Seeking these goals, over the last four years, Sigenergy has placed over 200,000 power stations run on Sigenergy hardware across 80 countries, reducing recorded electricity costs by more than fifty percent in European countries such as Sweden and Poland. Enabled by its switching technology, its commercial and industrial storage solutions have mitigated power outages in South Africa. Now it’s rolling out AI-based energy-management agent that can decide and execute on its own, whether the end user’s goals are to keep the lights on for less outlay or divert from the grid for safety or energy efficiency reasons.
Organized less like a feature and more like a small support staff, Sigenergy employs an “AI in All” approach, embedding intelligence throughout its full technology stack. Its Energy Manager runs households on its own version of autopilot. A System Doctor performs station-wide diagnostic scans, cutting the time needed for fault localization at large solar plants down to as little as fifteen minutes. A Power Trader works high-frequency electricity markets. And a Business Assistant plugs directly into enterprise data to integrate inefficient information silos that so often thwart smooth operations. “Throughout it all each agent runs a perceive-think-execute-optimize loop, drawing on weather feeds, tariff schedules, and grid conditions,” explains Xu.
What Xu describes builds upon the Micro Enterprise Model I previewed in a recent Forbes article, building on the notion that tomorrow’s companies will be able to accomplish far more while relying on considerably less. Before Agentic AI, size was a proxy for power. Increasingly, smaller, nimbler organizations can turn to Agentic AI for efficiency gains in 2026 without necessitating a larger headcount.
Even so, Schneider warns that relying too much on Agentic AI without sufficient oversight is a significant risk. “The bottom line is we need to treat AI as a tool, not a crutch. We can let it go execute, but we still need to manage it just like any other employee or partner.”

=======

TASKS TO CARRY OUT:
1. Answer these questions about the Sigenergy passage:
(a) In how many countries has Sigenergy placed power stations run on its hardware?
(b) How short can the System Doctor make the time needed for fault localization at large solar plants?
(c) According to Schneider, how should we treat AI?
2. Please output the part of the Sigenergy passage starting at "What Xu describes" and ending at "a larger headcount.", unchanged.
3. Pick up the Sigenergy passage after its last sentence and write what comes next.

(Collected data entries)

=======

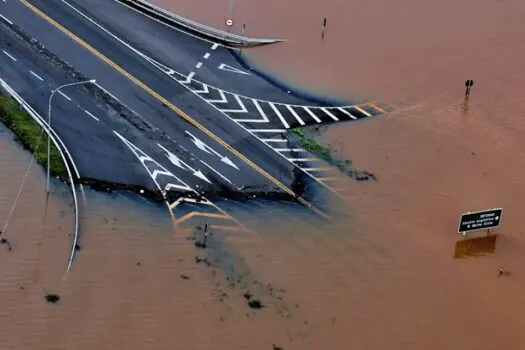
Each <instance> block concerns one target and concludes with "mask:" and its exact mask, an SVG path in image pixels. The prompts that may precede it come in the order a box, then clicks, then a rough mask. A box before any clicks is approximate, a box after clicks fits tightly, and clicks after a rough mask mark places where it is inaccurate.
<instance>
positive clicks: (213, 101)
mask: <svg viewBox="0 0 525 350" xmlns="http://www.w3.org/2000/svg"><path fill="white" fill-rule="evenodd" d="M217 91H219V95H221V99H220V100H208V102H211V103H226V102H228V99H226V96H225V95H224V91H222V90H220V89H217Z"/></svg>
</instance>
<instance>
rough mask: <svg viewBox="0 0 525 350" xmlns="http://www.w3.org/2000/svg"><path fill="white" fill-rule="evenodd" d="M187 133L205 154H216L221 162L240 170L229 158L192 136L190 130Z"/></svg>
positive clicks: (193, 142)
mask: <svg viewBox="0 0 525 350" xmlns="http://www.w3.org/2000/svg"><path fill="white" fill-rule="evenodd" d="M185 133H186V134H188V135H190V136H191V138H192V139H193V140H192V141H193V143H194V144H195V146H197V147H198V148H199V149H200V150H202V151H204V152H206V153H208V154H212V153H213V154H215V155H216V156H217V157H219V158H221V162H223V163H226V164H228V165H229V166H231V167H232V168H235V169H237V170H239V168H238V167H237V165H235V164H234V163H233V162H232V161H231V160H230V159H229V158H228V157H226V156H222V155H221V154H220V153H219V152H217V151H215V150H214V149H213V148H211V147H210V146H208V145H207V144H205V143H204V142H202V141H201V140H199V139H198V138H197V137H196V136H194V135H192V134H191V133H190V132H189V131H188V130H186V131H185Z"/></svg>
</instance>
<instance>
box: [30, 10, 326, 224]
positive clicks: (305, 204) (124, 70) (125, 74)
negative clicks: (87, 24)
mask: <svg viewBox="0 0 525 350" xmlns="http://www.w3.org/2000/svg"><path fill="white" fill-rule="evenodd" d="M20 2H21V3H22V4H24V5H25V6H26V7H27V8H29V9H30V10H31V11H33V12H34V13H36V14H37V15H39V16H40V17H42V18H43V19H44V20H46V21H47V22H49V23H50V24H51V25H53V26H54V27H55V28H57V29H58V30H60V31H61V32H62V33H64V34H66V35H67V36H68V37H70V38H71V39H73V40H74V41H76V42H77V43H78V44H80V45H81V46H82V47H84V48H85V49H86V50H88V51H89V52H91V53H92V54H93V55H95V56H97V57H98V58H100V59H101V60H102V61H104V62H105V63H107V64H108V65H110V66H111V67H112V68H114V69H115V70H116V71H117V72H119V73H120V74H122V75H124V76H125V77H126V78H128V79H129V80H131V81H132V82H134V83H135V84H136V85H138V86H139V87H141V88H142V89H143V90H145V91H146V92H148V93H149V94H150V95H151V96H153V97H155V98H156V99H157V100H158V101H160V102H161V103H163V104H164V105H166V106H168V107H169V108H170V109H171V110H172V111H174V112H175V113H177V114H178V115H180V116H181V117H182V118H184V119H185V120H186V121H187V122H189V123H190V124H192V125H193V126H195V127H196V128H198V129H199V130H200V131H202V132H203V133H204V134H206V135H207V136H209V137H210V138H212V139H213V140H214V141H216V142H217V143H219V144H220V145H222V146H223V147H224V148H226V149H227V150H228V151H230V152H231V153H233V154H234V155H235V156H237V157H238V158H239V159H241V160H242V161H244V162H245V163H246V164H248V165H249V166H250V167H252V168H253V169H255V170H256V171H257V172H259V173H260V174H261V175H263V176H264V177H265V178H267V179H268V180H270V181H271V182H273V183H274V184H275V185H277V186H278V187H279V188H280V189H282V190H283V191H285V192H286V193H288V194H289V195H291V196H292V197H294V198H297V200H298V201H299V202H300V203H302V204H303V205H305V206H306V207H308V208H310V209H311V210H312V211H314V212H315V213H317V214H318V215H320V216H322V217H325V218H328V216H327V215H326V214H325V213H323V212H322V211H321V210H319V209H317V208H316V207H315V206H314V205H312V204H311V203H309V202H308V201H306V200H305V199H304V198H302V197H299V196H298V195H296V194H295V193H294V192H293V191H292V190H291V189H289V188H288V187H286V186H285V185H284V184H282V183H281V182H280V181H279V180H277V179H276V178H274V177H273V176H272V175H270V174H269V173H268V172H266V171H265V170H264V169H262V168H261V167H259V166H258V165H257V164H255V163H254V162H252V161H251V160H249V159H248V158H246V157H245V156H244V155H243V154H241V153H240V152H239V151H237V150H236V149H235V148H233V147H232V146H230V145H229V144H227V143H226V142H225V141H223V140H222V139H221V138H220V137H218V136H217V135H215V134H214V133H212V132H211V131H210V130H208V129H207V128H206V127H204V126H203V125H202V124H200V123H199V122H197V121H196V120H195V119H193V118H192V117H190V116H189V115H188V114H186V113H185V112H184V111H182V110H181V109H179V108H178V107H177V106H175V105H174V104H172V103H171V102H170V101H168V100H166V99H165V98H164V97H162V96H161V95H159V94H158V93H157V92H155V91H153V89H151V88H150V87H149V86H147V85H146V84H144V83H143V82H141V81H140V80H139V79H137V78H135V77H134V76H133V75H131V74H130V73H128V72H127V71H126V70H124V68H122V67H120V66H119V65H117V64H116V63H114V62H113V61H111V60H110V59H109V58H107V57H106V56H104V55H103V54H102V53H100V52H99V51H97V50H96V49H95V48H93V47H92V46H91V45H89V44H88V43H86V42H85V41H84V40H82V39H80V38H79V37H78V36H76V35H75V34H73V33H72V32H71V31H69V30H68V29H66V28H65V27H64V26H62V25H61V24H60V23H58V22H56V21H55V20H54V19H52V18H51V17H49V16H48V15H46V14H45V13H44V12H42V11H40V10H39V9H38V8H36V7H35V6H33V5H32V4H30V3H29V2H27V1H26V0H20Z"/></svg>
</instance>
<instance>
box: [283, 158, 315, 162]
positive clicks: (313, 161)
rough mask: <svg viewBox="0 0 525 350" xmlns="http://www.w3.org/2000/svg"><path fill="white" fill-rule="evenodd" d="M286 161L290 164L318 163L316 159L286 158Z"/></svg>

=======

RESULTS FOR EACH TASK:
1.
(a) 80 countries
(b) As little as fifteen minutes
(c) As a tool, not a crutch

2.
What Xu describes builds upon the Micro Enterprise Model I previewed in a recent Forbes article, building on the notion that tomorrow’s companies will be able to accomplish far more while relying on considerably less. Before Agentic AI, size was a proxy for power. Increasingly, smaller, nimbler organizations can turn to Agentic AI for efficiency gains in 2026 without necessitating a larger headcount.

3.
This human and machine partnership signals a critical shift in how work is accomplished, another trend previewed in the manufacturing sector where AI Agents are supporting humans to usher in a productivity boom. “Key to it all from an energy standpoint is evolving from passive diagnosis to active scheduling, to ultimately ecosystem autonomy, achieving truly self-directed operations,” explains Xu.
In other words, learning itself is shifting, transforming the nature of how work gets done. As business thought leader Michael Gerber explained in his seminal book, The E-Myth, the goal for any forward-looking entrepreneur is to get to a place where you are working on your business, not in it. “This expression is the key to escaping this ultimately suffocating condition, to creating a business that doesn’t depend on you—one that consistently generates the results you want without you having to deliver them personally.”
What’s so exciting about Agentic AI, no matter if it’s used to improve energy usage or manufacturing gains, is its autonomous aspect, the same novelty once celebrated in Knight Rider as well as other sci-fi fare like Star Trek.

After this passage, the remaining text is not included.